» **DATA SHOWN**:

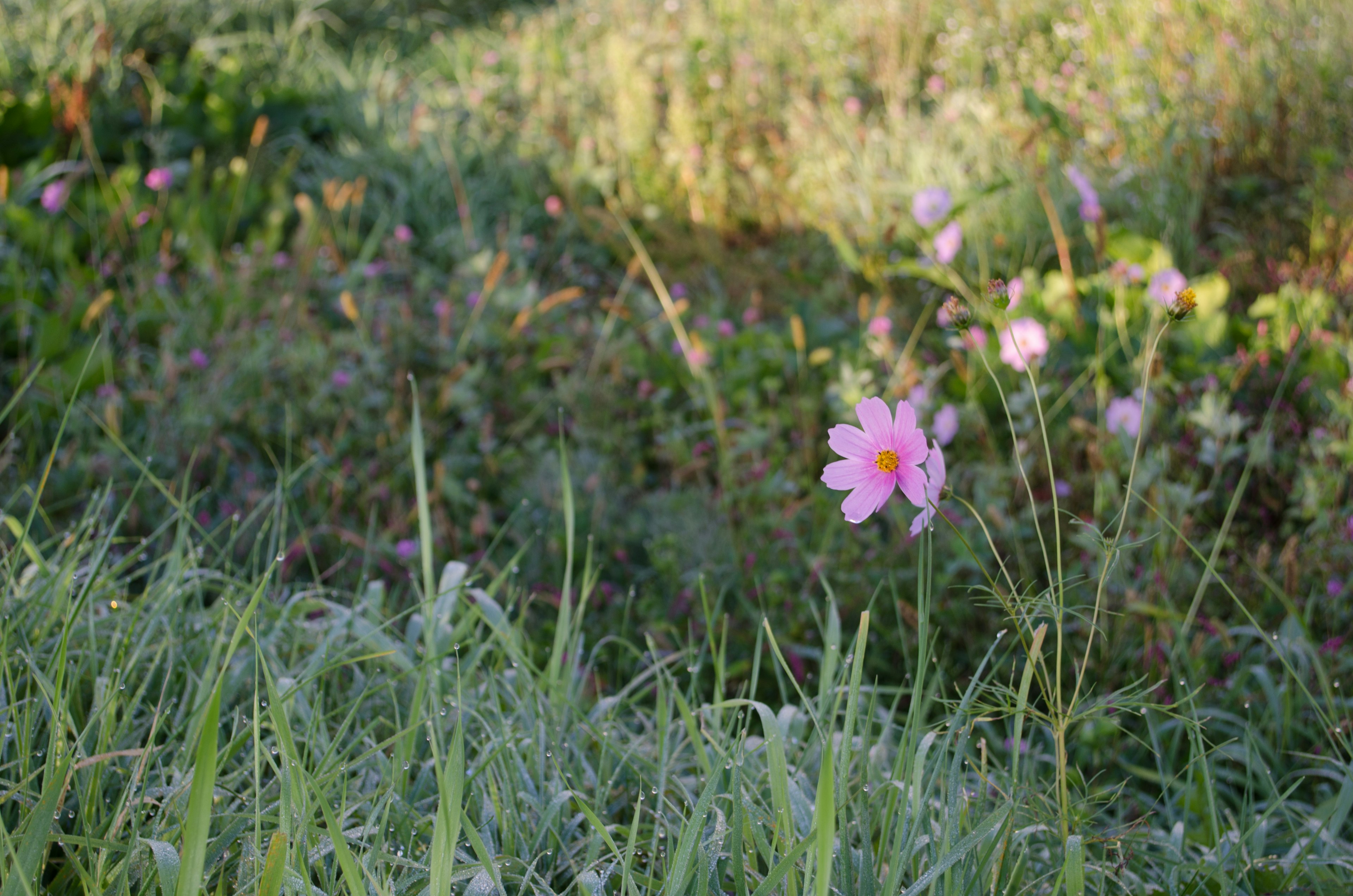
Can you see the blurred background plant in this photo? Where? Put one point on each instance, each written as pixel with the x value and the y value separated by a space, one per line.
pixel 263 218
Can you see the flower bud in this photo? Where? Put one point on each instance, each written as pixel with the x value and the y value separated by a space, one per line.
pixel 960 316
pixel 999 293
pixel 1184 304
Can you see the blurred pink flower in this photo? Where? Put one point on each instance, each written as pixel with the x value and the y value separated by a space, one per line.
pixel 931 205
pixel 1125 416
pixel 159 179
pixel 935 476
pixel 1164 286
pixel 1025 340
pixel 949 241
pixel 945 426
pixel 55 197
pixel 888 452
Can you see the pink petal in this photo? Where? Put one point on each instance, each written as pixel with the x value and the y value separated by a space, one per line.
pixel 849 474
pixel 877 420
pixel 852 442
pixel 866 499
pixel 913 482
pixel 911 449
pixel 904 424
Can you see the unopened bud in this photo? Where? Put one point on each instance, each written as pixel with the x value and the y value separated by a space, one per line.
pixel 960 316
pixel 999 293
pixel 1183 305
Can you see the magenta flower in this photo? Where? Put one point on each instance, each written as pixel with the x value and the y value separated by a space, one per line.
pixel 1164 286
pixel 1125 416
pixel 888 452
pixel 1091 210
pixel 949 241
pixel 55 197
pixel 934 486
pixel 1025 340
pixel 931 205
pixel 159 179
pixel 945 426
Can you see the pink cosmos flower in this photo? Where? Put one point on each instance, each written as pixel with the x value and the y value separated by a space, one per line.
pixel 1164 286
pixel 945 426
pixel 55 197
pixel 934 486
pixel 931 205
pixel 1125 416
pixel 159 179
pixel 888 452
pixel 1091 209
pixel 949 241
pixel 1025 340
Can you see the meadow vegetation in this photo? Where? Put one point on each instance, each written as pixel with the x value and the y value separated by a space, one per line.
pixel 413 427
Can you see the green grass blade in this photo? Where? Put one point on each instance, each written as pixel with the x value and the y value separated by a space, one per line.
pixel 960 851
pixel 274 868
pixel 1075 867
pixel 197 826
pixel 34 844
pixel 826 818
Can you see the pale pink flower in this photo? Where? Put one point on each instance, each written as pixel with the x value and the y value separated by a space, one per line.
pixel 1125 416
pixel 934 488
pixel 945 426
pixel 949 241
pixel 55 197
pixel 159 179
pixel 888 452
pixel 1164 286
pixel 931 205
pixel 1025 340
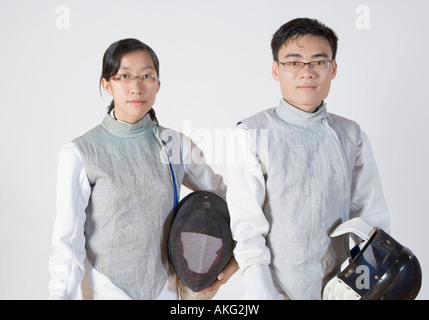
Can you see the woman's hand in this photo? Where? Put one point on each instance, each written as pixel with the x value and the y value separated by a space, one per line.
pixel 223 277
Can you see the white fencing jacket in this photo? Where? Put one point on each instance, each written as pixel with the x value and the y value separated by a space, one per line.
pixel 295 177
pixel 72 276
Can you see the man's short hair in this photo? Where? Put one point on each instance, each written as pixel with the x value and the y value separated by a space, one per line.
pixel 299 27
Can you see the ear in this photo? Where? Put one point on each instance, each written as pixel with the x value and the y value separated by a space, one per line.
pixel 106 86
pixel 334 69
pixel 275 71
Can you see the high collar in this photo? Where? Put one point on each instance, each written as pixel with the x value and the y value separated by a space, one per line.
pixel 123 129
pixel 291 114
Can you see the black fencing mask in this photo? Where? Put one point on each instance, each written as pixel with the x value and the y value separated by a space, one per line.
pixel 200 243
pixel 380 268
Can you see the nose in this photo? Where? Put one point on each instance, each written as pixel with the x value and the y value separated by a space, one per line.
pixel 136 87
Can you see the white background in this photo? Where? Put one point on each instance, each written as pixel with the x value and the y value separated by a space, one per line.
pixel 215 69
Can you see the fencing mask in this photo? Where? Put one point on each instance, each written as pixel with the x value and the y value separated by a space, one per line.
pixel 200 242
pixel 380 268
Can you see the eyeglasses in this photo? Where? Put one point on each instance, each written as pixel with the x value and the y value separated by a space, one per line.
pixel 317 66
pixel 128 79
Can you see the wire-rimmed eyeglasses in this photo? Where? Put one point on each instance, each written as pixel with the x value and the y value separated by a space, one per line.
pixel 127 78
pixel 295 66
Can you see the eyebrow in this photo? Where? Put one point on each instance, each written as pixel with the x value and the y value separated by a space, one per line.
pixel 298 55
pixel 144 68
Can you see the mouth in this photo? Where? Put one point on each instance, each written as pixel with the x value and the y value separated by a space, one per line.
pixel 307 87
pixel 136 102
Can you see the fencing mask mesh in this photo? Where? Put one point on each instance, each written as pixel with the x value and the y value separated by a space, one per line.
pixel 200 242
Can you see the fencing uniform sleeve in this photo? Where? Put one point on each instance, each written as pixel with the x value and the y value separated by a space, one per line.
pixel 198 174
pixel 367 200
pixel 245 198
pixel 66 264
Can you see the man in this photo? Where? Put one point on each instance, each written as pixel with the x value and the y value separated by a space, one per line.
pixel 305 171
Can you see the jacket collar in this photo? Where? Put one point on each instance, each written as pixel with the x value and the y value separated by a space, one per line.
pixel 120 128
pixel 291 114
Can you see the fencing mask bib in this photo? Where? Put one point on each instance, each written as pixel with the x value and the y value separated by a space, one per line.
pixel 200 242
pixel 380 268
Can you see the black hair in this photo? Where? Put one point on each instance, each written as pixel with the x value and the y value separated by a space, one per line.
pixel 296 28
pixel 112 60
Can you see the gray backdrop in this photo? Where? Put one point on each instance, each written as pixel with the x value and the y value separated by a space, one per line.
pixel 215 69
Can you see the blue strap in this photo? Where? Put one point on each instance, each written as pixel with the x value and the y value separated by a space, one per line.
pixel 176 195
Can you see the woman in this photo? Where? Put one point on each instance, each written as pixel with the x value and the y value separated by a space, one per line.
pixel 117 187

» **EXERCISE GOAL**: Copy the records word for word, starting with the line that contains "Can you see the blurred pink" and going on through the line that contains "pixel 904 424".

» **SOLVED EXERCISE**:
Can you see the blurred pink flower in this photo? Where? Put one point on each instance, each written as pixel with the x value and the y value separated by a space, one per line.
pixel 931 205
pixel 1125 416
pixel 159 179
pixel 935 476
pixel 1164 286
pixel 1025 340
pixel 949 241
pixel 945 426
pixel 55 197
pixel 888 452
Can you see the pink petal in this photo? Where? Put one point on each instance, each written as pixel with the x value and the y value separated by a space, one per line.
pixel 849 474
pixel 877 420
pixel 852 442
pixel 866 499
pixel 913 482
pixel 911 449
pixel 904 424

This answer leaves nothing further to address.